■ Prompt:
Take the listing and print it in full, exactly as given.

Dataset rows on where objects appear

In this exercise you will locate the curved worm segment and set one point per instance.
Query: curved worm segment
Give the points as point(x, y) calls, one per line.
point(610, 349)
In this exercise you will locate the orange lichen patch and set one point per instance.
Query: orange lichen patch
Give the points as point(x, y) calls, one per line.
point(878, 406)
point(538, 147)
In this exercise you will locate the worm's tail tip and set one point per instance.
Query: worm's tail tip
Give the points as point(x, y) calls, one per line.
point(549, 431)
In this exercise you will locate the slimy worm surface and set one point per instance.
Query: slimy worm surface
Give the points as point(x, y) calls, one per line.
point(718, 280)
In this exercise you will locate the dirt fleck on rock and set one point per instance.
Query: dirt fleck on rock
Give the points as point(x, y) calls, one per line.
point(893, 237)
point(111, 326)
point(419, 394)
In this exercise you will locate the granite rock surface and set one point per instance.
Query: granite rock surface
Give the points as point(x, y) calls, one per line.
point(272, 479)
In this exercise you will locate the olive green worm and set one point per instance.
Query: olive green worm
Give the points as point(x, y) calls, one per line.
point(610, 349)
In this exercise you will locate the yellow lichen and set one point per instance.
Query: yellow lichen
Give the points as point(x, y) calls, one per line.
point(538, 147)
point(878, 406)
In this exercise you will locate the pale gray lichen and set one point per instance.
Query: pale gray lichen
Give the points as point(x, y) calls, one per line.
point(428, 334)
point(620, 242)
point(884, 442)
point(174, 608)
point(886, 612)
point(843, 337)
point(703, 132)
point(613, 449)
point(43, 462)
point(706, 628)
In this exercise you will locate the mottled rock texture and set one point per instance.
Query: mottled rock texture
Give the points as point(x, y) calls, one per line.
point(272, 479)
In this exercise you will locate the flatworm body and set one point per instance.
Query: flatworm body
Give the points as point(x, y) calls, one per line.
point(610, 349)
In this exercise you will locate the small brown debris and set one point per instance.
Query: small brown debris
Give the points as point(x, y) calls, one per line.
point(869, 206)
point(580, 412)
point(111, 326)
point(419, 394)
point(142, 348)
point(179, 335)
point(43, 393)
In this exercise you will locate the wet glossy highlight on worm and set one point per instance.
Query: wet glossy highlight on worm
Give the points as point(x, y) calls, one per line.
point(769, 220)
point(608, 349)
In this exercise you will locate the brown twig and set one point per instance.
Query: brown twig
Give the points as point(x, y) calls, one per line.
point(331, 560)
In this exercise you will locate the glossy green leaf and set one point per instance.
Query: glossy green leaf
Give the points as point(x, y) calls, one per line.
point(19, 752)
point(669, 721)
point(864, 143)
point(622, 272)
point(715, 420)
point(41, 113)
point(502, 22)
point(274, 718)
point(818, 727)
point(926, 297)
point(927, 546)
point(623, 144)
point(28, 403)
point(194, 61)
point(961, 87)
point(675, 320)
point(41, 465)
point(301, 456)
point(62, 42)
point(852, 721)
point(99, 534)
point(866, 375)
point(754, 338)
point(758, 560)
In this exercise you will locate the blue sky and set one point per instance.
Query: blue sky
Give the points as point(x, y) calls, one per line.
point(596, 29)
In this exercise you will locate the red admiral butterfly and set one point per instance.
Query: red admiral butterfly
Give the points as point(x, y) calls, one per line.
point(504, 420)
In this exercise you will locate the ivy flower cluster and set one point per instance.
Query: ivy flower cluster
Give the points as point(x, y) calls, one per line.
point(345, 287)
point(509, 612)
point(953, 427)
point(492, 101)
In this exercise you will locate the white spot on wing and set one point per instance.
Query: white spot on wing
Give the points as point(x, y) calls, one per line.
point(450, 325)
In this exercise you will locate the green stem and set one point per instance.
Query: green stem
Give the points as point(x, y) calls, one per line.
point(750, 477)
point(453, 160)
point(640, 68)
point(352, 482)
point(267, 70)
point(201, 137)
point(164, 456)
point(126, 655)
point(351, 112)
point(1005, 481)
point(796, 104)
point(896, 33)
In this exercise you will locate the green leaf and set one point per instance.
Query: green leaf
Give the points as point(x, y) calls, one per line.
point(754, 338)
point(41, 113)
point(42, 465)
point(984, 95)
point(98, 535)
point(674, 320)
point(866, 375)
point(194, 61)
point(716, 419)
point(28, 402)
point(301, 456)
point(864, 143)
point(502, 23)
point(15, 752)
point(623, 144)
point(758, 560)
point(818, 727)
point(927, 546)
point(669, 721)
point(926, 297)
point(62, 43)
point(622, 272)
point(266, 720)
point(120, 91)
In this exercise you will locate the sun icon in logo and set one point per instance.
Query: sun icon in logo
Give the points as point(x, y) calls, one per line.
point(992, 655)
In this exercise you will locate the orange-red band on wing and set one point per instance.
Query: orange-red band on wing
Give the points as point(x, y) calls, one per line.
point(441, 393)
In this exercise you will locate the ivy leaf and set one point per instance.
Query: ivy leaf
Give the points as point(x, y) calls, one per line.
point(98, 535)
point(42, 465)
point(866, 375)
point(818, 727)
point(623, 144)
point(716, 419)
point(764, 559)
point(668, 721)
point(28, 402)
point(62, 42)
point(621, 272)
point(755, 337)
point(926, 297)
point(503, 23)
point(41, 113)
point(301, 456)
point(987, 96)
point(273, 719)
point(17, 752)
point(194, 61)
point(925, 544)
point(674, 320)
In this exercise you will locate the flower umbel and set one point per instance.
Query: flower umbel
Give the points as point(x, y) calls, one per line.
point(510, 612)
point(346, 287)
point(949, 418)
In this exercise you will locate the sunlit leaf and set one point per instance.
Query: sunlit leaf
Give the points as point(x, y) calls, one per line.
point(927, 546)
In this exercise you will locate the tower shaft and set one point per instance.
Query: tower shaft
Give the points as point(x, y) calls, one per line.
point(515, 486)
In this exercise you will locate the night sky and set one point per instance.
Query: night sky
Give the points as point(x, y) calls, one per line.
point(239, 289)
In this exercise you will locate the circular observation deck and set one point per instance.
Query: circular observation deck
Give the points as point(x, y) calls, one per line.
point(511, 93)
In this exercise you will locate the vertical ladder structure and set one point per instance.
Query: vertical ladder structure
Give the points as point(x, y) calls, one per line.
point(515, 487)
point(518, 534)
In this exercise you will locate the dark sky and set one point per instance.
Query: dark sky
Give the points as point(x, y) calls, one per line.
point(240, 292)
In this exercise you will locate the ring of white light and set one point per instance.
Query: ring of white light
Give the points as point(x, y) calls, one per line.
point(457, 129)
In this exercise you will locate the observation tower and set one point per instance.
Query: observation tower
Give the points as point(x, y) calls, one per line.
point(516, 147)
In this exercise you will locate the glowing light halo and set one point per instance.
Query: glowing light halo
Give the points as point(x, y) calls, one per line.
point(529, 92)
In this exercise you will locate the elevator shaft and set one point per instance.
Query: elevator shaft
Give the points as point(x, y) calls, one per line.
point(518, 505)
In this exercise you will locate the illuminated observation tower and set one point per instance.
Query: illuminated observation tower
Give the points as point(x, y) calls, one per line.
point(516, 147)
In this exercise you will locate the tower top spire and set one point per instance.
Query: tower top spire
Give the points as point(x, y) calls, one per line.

■ Solution to the problem:
In this exercise you will locate the curved worm segment and set one point per instance.
Query: curved worm segment
Give the points as point(x, y) calls, one per line.
point(610, 349)
In this exercise you will locate the orange lichen patch and set one point per instance.
Query: orange lichen patch
Give the points as point(x, y) calls, one per line.
point(878, 406)
point(538, 147)
In this exercise you will locate the worm's tail tip and set one point per instance.
Query: worm's tail tip
Give the points as point(x, y) calls, one per line.
point(549, 431)
In this exercise you will locate the slimy worm surface and set one point per instance.
Query: slimy worm surface
Give the points as point(x, y) calls, one per line.
point(718, 280)
In this exercise you will locate the dirt fleck on rock and set one point per instance.
Query: dirt fleck on rock
Give the points as point(x, y) calls, one per line.
point(893, 237)
point(111, 326)
point(419, 394)
In this exercise you will locate the granite rock surface and set one point per instance.
Query: granite rock surface
Give the points as point(x, y) calls, one per line.
point(272, 479)
In this exercise you will locate the olive green worm and set one point per instance.
Query: olive green worm
Give the points as point(x, y) calls, one per line.
point(610, 349)
In this exercise you will locate the yellow lichen and set one point per instance.
Query: yellow lichen
Give the points as point(x, y) calls, one per line.
point(538, 147)
point(878, 406)
In this exercise you will locate the pale gray lichen and set one point per instance.
Query: pale gray lichen
Give the points as point(x, y) calls, one per line.
point(428, 334)
point(620, 242)
point(884, 442)
point(174, 608)
point(886, 612)
point(843, 337)
point(703, 132)
point(613, 449)
point(43, 462)
point(706, 628)
In this exercise you will locate the mottled rock texture and set one point per instance.
Query: mottled rock texture
Give the points as point(x, y) calls, one per line.
point(272, 479)
In this exercise you will locate the flatworm body and set one point per instance.
Query: flatworm body
Give the points as point(x, y) calls, one per line.
point(610, 349)
In this exercise you will locate the small brown debris and set one point per instance.
Query: small brown debris
Give the points as point(x, y) calls, one per line.
point(869, 206)
point(580, 412)
point(111, 326)
point(419, 394)
point(142, 348)
point(179, 335)
point(43, 393)
In this exercise you will locate the wet glossy highlight on worm and set one point per instance.
Query: wet glossy highlight on worm
Give the points as point(x, y) calls, one per line.
point(769, 220)
point(608, 349)
In this exercise you will locate the brown twig and set one point per instance.
Query: brown twig
Give the points as point(x, y) calls, one per line.
point(331, 560)
In this exercise you will locate the glossy green leaf and set one point per instance.
Query: glossy green leaf
Give the points as point(x, y) calls, one per line.
point(19, 752)
point(669, 721)
point(864, 143)
point(622, 272)
point(715, 420)
point(41, 113)
point(502, 22)
point(274, 718)
point(818, 727)
point(926, 297)
point(927, 546)
point(623, 144)
point(28, 403)
point(194, 61)
point(961, 87)
point(675, 320)
point(41, 465)
point(301, 456)
point(62, 42)
point(852, 721)
point(99, 534)
point(866, 375)
point(754, 338)
point(758, 560)
In this exercise you will locate the blue sky and set one point per instance.
Query: blue sky
Give the points as point(x, y) calls, one per line.
point(596, 29)
In this exercise you will locate the red admiral butterfly and set one point per instance.
Query: red admiral butterfly
Give the points as point(x, y) calls, one per line.
point(504, 420)
In this exercise you will locate the ivy flower cluster and set one point per instance.
Query: ivy flower cluster
Give the points as point(x, y) calls, one per line.
point(345, 287)
point(509, 612)
point(953, 427)
point(492, 101)
In this exercise you will locate the white spot on wing and set one point per instance.
Query: white spot on wing
Give the points as point(x, y) calls, one per line.
point(450, 325)
In this exercise you will locate the green stem and set one point per instance.
Query: green stem
Give the points as point(x, y) calls, one per line.
point(750, 477)
point(453, 160)
point(640, 68)
point(352, 482)
point(267, 70)
point(201, 137)
point(164, 456)
point(126, 655)
point(351, 112)
point(1005, 481)
point(796, 104)
point(896, 33)
In this exercise you will locate the green leaf and set one point per instance.
Query: green leaf
Give the points as point(x, y) calls, one per line.
point(754, 338)
point(41, 113)
point(42, 465)
point(984, 95)
point(98, 535)
point(674, 320)
point(866, 375)
point(194, 61)
point(716, 419)
point(28, 402)
point(301, 456)
point(864, 143)
point(502, 23)
point(15, 752)
point(623, 144)
point(758, 560)
point(818, 727)
point(927, 546)
point(669, 721)
point(926, 297)
point(62, 43)
point(622, 272)
point(266, 720)
point(120, 91)
In this exercise you will locate the sun icon in logo and set one point per instance.
Query: sun icon in logo
Give the points as point(x, y) calls, one per line.
point(992, 655)
In this exercise you will locate the orange-red band on wing and set one point per instance.
Query: orange-red band on wing
Give the points as point(x, y) calls, one per line.
point(441, 393)
In this exercise you will locate the ivy leaf and set one point per instance.
Query: ivy leaf
Give the points as point(x, y) calls, one per line.
point(98, 535)
point(42, 465)
point(866, 375)
point(818, 727)
point(623, 144)
point(716, 419)
point(764, 559)
point(668, 721)
point(28, 402)
point(62, 42)
point(621, 272)
point(755, 337)
point(926, 297)
point(503, 23)
point(41, 113)
point(301, 456)
point(987, 96)
point(273, 719)
point(17, 752)
point(194, 61)
point(925, 544)
point(674, 320)
In this exercise you will locate the flower umbel and set one point per instance.
Query: flower umbel
Give the points as point(x, y) calls, one per line.
point(510, 612)
point(346, 287)
point(949, 418)
In this exercise you will locate the sunlit leaf and set one point per instance.
Query: sunlit leaf
Give the points as point(x, y) calls, one per line.
point(927, 546)
In this exercise you will locate the tower shaft and set one point per instance.
Query: tower shaft
Give the points as point(x, y) calls, one per line.
point(515, 486)
In this exercise you will locate the night sky and set one point per instance.
Query: night sky
Give the points as point(x, y) calls, one per line.
point(239, 289)
In this exercise you will locate the circular observation deck and set one point per instance.
Query: circular observation deck
Give the points as point(x, y) calls, one per line.
point(511, 93)
In this exercise you will locate the vertical ladder structure and set one point per instance.
Query: vertical ladder structure
Give the points as point(x, y) calls, one per line.
point(515, 487)
point(518, 534)
In this exercise you will locate the dark sky and set one point per instance.
Query: dark sky
Give the points as point(x, y) calls, one per line.
point(240, 292)
In this exercise you will locate the ring of white light and set one point per instance.
Query: ring of white light
Give the points as point(x, y) calls, one per line.
point(457, 129)
In this exercise you will locate the observation tower and set one point per instance.
Query: observation tower
Give the points as point(x, y) calls, one per line.
point(516, 147)
In this exercise you will locate the glowing light halo and set one point per instance.
Query: glowing light halo
Give the points as point(x, y) calls, one per line.
point(529, 92)
In this exercise you will locate the elevator shaft and set one point per instance.
Query: elevator shaft
Give the points as point(x, y) calls, one per line.
point(518, 505)
In this exercise you will locate the illuminated observation tower and set one point per instance.
Query: illuminated observation tower
Give the points as point(x, y) calls, one per line.
point(516, 147)
In this exercise you will locate the tower top spire and set one point per instance.
Query: tower top spire
Give the points as point(x, y) calls, one per line.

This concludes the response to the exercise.